*TASK DESCRIPTION*:
Below are entries; copy exactly the lines from the one with "Expected output: one marker per instance of the upper" through the one with "Query: upper lip", both included, and leave out the rest.
___
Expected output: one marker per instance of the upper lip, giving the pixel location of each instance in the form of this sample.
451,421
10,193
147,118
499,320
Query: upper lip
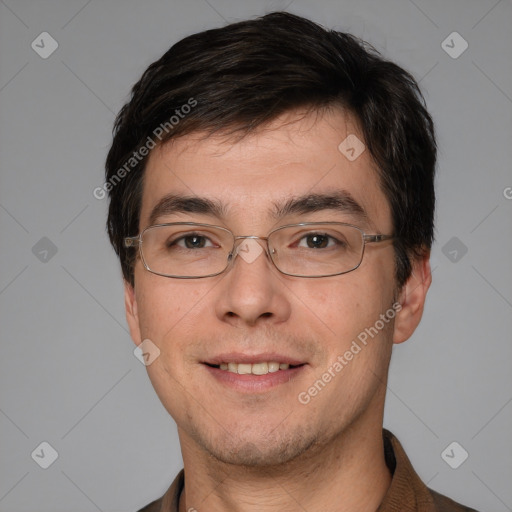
___
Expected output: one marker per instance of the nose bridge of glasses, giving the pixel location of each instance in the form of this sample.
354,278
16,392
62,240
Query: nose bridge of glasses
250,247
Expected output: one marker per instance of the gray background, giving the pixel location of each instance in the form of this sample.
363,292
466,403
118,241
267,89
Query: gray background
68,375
___
*RESULT OF THE TASK*:
Expected output: one marker per instance of the upper lip, giving the pixel location of each instance in the form of this sample.
451,421
10,193
147,118
499,320
Query: upper lip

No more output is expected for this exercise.